Passage shown>
══════════
(WATCH) Dark Money

As we move closer to the 2024 elections, the role that dark money plays in getting votes is a growing question. Scott Thuman follows the money on the impact of this type of campaign cash, and who’s getting the most.

The following is a transcript of a report from “Full Measure with Sharyl Attkisson.” Watch the video by clicking the link at the end of the page.

The term “dark money” appeared after a group called Citizens United wanted to promote this film, critical of Hillary Clinton, when she ran for president in 2008.

The Federal Election Commission said that would violate a longstanding ban on corporate money used to promote or oppose candidates during election season. But in 2010, the Supreme Court disagreed, ruling outside groups and corporations can spend unlimited amounts on elections.

What makes this money ‘dark’ is that those groups don’t have to disclose the names of all their donors, like candidates and campaigns do.

Scott Walter: And at the time, it only meant a narrow type of nonprofit, called the 501(c)(4), which is things like National Rifle Association and the League of Conservation Voters.

Scott Walter is president of the Capital Research Center, a conservative think tank tracking how dark money spending has evolved since 2010.
══════════
Challenge> Continue the transcript about dark money in elections from its final sentence, keeping the same reporting style.

Data extract>
══════════
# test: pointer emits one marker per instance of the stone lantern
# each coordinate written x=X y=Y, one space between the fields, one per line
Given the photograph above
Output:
══════════
Answer to the task>
Walter: It’s now broadened in a sort of fairly fuzzy way to mean political money where the original donor is not disclosed.

Since 2010, the amount of dark money has grown quickly. About $1 billion was spent in the 2020 election. But when it comes to which side of the political aisle attracts the most of that kind of cash, you may be surprised.

Walter: In those first few cycles after the 2010 court decision, 2012, 2014, 2016, the amount of money in this channel of political giving did increase dramatically. And for those cycles, there was an advantage on the Republican side. In the 2018 cycle, 2020 cycle, 2022 cycle, there’s been lots more dark money on the Democrat side, and that isn’t reported as well.

Scott: Why do you say Democrats have such a big advantage?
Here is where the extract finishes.